▸ **THE TASK**:
All records are to be printed exactly as they appear.

#### EXCERPTED RECORDS ####

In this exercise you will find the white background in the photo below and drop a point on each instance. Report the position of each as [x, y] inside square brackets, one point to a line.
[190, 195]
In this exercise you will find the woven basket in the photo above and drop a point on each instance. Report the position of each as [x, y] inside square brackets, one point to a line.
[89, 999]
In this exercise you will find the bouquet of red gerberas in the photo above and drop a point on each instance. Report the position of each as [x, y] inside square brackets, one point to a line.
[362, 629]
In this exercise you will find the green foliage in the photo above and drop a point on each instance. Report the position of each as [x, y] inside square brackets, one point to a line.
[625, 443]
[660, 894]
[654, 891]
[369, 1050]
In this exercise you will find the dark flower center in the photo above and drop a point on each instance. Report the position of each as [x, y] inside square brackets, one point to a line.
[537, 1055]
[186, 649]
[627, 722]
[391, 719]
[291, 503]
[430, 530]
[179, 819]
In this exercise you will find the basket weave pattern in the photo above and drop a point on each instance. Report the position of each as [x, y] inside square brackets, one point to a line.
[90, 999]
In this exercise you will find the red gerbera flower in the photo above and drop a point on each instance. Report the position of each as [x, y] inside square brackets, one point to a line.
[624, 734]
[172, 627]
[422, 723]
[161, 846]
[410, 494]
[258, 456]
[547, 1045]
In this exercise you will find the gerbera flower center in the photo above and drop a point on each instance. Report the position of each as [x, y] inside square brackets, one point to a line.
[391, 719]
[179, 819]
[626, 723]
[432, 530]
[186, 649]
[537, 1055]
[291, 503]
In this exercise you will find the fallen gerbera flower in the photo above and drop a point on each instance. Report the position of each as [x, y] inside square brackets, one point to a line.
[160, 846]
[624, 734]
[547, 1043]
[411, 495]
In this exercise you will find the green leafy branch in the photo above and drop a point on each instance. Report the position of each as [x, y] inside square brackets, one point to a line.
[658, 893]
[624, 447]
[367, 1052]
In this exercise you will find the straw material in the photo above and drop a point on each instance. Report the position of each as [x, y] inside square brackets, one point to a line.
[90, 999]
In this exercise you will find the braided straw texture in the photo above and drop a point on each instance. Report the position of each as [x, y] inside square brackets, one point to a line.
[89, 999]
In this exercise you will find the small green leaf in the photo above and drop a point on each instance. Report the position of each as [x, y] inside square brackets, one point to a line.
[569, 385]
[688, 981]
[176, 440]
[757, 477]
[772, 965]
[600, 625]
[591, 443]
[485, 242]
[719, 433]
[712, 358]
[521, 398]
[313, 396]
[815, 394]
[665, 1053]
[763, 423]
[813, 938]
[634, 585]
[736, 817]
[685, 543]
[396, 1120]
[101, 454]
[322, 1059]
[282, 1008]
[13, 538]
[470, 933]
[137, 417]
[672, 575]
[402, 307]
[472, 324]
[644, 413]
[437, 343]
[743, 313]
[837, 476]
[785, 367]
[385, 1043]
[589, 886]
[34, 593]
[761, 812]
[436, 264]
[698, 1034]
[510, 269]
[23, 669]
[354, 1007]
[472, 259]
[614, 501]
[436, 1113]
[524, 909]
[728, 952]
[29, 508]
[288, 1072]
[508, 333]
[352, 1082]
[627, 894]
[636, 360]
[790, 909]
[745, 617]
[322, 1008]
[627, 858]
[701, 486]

####

▸ **RESPONSE TO THIS TASK**:
In this exercise you will find the white background in the photo below and drop a point on each instance. Report the position of each as [x, y] inside square brackets, one point to a line.
[190, 195]
In this exercise you will find the woven basket in the photo above and drop a point on each instance. Report the position of each as [x, y] inside square brackets, one point to a line.
[89, 999]
In this exercise you will find the bouquet of red gerberas in the photo above and drop a point on each instance. Report the position of each as [x, y] inside square brackets, one point to a line.
[362, 629]
In this exercise you will find the green foliage in the photo above and drop a point on each instance. Report the position of each as [x, y] inside square brackets, one point to a line.
[625, 443]
[660, 894]
[654, 891]
[369, 1050]
In this exercise you will find the dark flower center in the photo above and drop a point on each instance. Report the position of each as [x, y] inside square brackets, one point to a line.
[537, 1055]
[186, 649]
[627, 722]
[391, 719]
[291, 503]
[430, 530]
[179, 819]
In this exercise you will find the basket weave pattern in the photo above and drop a point on each instance. Report the position of each as [x, y] inside square brackets, one point to a line.
[90, 999]
In this exercise you will find the red gerbera flower in the photo above and drop a point on each instance. Report the position of each as [x, y] inside square brackets, one point to a line.
[624, 734]
[172, 627]
[422, 723]
[161, 846]
[410, 494]
[258, 456]
[547, 1045]
In this exercise you will find the gerbera flower center in the photo above and drop a point on each instance. Report the position of each as [x, y] inside square brackets, one point to a line.
[391, 719]
[179, 819]
[626, 723]
[432, 530]
[186, 649]
[537, 1055]
[291, 503]
In this exercise you will find the fallen gerbera flower in the photo above and drop a point on each instance. Report the position of each as [x, y] inside square brackets, one point to a line.
[160, 846]
[624, 734]
[547, 1043]
[411, 495]
In this exercise you will find the green leafy branch in the photo above and drop a point on each instance. Report the position of each as [x, y] inside square brackets, one point to a line.
[658, 893]
[624, 447]
[367, 1052]
In this exercise you will find the straw material in the photo above and drop a point on each instance. Report the position of each as [x, y] inside square brackets, one point to a line.
[90, 999]
In this exercise you will find the braided straw texture in the photo above and drop a point on each instance. Report the position of each as [x, y] inside square brackets, one point to a line.
[89, 999]
In this exercise you will find the small green leaf in the photo above and drop a point on each instance. Report the position of each as [x, y] inside square brackets, one point to a line.
[569, 385]
[688, 981]
[176, 440]
[757, 477]
[772, 965]
[600, 625]
[591, 443]
[485, 242]
[719, 433]
[712, 358]
[521, 398]
[313, 396]
[815, 394]
[665, 1053]
[763, 423]
[813, 938]
[634, 585]
[736, 817]
[685, 543]
[396, 1120]
[101, 454]
[322, 1059]
[282, 1008]
[13, 538]
[470, 933]
[137, 417]
[672, 575]
[402, 307]
[472, 324]
[644, 413]
[437, 343]
[743, 313]
[837, 476]
[785, 367]
[385, 1043]
[589, 886]
[34, 593]
[761, 812]
[436, 264]
[698, 1034]
[510, 269]
[23, 669]
[354, 1007]
[472, 259]
[614, 501]
[436, 1113]
[524, 909]
[728, 952]
[29, 508]
[288, 1072]
[508, 333]
[352, 1082]
[627, 894]
[636, 360]
[790, 909]
[745, 617]
[322, 1008]
[627, 858]
[701, 486]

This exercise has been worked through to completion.